Location labeling records:
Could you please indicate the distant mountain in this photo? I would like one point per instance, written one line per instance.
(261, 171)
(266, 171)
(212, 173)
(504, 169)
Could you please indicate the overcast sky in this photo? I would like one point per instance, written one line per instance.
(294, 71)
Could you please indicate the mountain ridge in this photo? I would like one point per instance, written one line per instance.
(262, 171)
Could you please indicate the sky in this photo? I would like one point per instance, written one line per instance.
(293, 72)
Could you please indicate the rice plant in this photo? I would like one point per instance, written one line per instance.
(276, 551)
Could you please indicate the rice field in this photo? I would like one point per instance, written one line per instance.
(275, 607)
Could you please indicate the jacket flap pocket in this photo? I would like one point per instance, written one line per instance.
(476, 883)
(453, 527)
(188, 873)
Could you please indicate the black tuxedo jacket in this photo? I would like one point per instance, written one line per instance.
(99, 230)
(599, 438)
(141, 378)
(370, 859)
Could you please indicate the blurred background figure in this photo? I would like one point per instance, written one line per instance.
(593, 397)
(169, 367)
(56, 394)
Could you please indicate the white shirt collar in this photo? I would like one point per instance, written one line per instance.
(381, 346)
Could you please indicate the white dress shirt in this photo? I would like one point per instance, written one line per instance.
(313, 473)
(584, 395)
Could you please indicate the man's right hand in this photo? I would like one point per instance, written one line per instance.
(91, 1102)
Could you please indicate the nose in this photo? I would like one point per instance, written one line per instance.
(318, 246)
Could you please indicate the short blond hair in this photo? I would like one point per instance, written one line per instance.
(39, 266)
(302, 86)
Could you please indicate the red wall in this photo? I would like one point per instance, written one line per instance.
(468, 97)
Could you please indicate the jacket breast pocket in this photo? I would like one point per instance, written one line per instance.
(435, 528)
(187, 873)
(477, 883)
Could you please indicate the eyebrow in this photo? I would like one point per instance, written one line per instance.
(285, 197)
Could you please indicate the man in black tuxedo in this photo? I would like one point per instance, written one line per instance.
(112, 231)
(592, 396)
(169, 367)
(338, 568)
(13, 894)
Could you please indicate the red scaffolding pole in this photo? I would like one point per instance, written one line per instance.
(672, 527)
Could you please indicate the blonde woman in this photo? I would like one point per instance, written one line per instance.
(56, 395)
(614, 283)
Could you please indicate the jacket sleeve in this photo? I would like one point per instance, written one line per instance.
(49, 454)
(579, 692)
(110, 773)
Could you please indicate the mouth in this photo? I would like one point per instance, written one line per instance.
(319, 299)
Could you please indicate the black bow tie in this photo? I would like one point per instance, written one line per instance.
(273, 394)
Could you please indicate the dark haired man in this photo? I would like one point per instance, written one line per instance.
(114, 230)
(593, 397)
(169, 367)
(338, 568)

» **Exercise details**
Copy the data above exactly. Every line must be included.

» **Exercise output**
Could you please indicate the distant mountain in this photo? I would like one point per instance, written one line per instance.
(261, 171)
(266, 171)
(212, 173)
(504, 169)
Could you please indicate the overcast sky in this photo? I would like one point per instance, written one line per instance.
(294, 71)
Could you please indicate the mountain ridge in this photo? I would like one point per instance, written one line per instance.
(262, 171)
Could you please indicate the sky in this photo? I would like one point per instance, written one line per instance.
(293, 72)
Could you please indicate the rice plant in this photo? I would like one point per instance, written one line per instance.
(276, 551)
Could you please indicate the rice field in this photo? I would like one point per instance, written one line per instance.
(275, 607)
Could you please indicate the jacket flap pocket in this photo? I would like one point per instance, written one line per instance.
(476, 883)
(453, 527)
(188, 873)
Could you please indicate the black tuxedo jacket in this photo? I would like one point per instance, written one line per instance.
(99, 230)
(599, 438)
(141, 378)
(370, 859)
Could you please indicate the blurred background figure in this photo? I would like one point per instance, written one line per instance.
(593, 397)
(169, 367)
(56, 394)
Could you please indicate the white shirt collar in this photo? I would like one point per instance, written one line per instance.
(381, 346)
Could you please indicate the white dress shirt in this photo? I would like one point per instance, written one line per instance.
(313, 473)
(584, 395)
Could you please indicate the man's right hand in this photo? I would like one point per instance, written one line per instance.
(91, 1102)
Could you please indicate the nose in this photo? I would like one point per instance, written one line per instance.
(318, 246)
Could you please indicate the short blond hair in this photo? I would like one point per instance, written one line per instance.
(39, 266)
(302, 86)
Could you please indicate the red wall in this photo? I would like one point per instance, written one line per instance.
(468, 97)
Could you please indicate the jacket breast pocket in this photo? I would like one point per instance, written one line per instance.
(435, 528)
(187, 873)
(477, 883)
Could you please indicate the eyebrow in this photo? I would like one point per instance, written one line per instance.
(285, 197)
Could you please indicate the man in black tuxedo in this photo? I would like one point per instance, written one line per instance.
(112, 231)
(592, 396)
(169, 367)
(338, 568)
(13, 894)
Could you please indicate the red scaffolding pole in this photo? I would like one point per instance, written one line per instance.
(672, 527)
Could you please indicate the blonde woman in this photo? I would like one point per instance, written one line per instance.
(56, 395)
(614, 283)
Could you please indicate the jacket sleeve in this photo? I would like one point per instance, written one line per instance.
(49, 454)
(579, 692)
(110, 773)
Could you please indicate the mouth in this photo? I would like one point per instance, written one line per instance.
(319, 299)
Could you please indicate the black bow tie in this photo? I would like one point per instance, written one line per instance.
(273, 394)
Could you please indicate the dark haired man in this photo? I would like one point per instance, written one line per instance.
(114, 230)
(593, 397)
(169, 367)
(338, 568)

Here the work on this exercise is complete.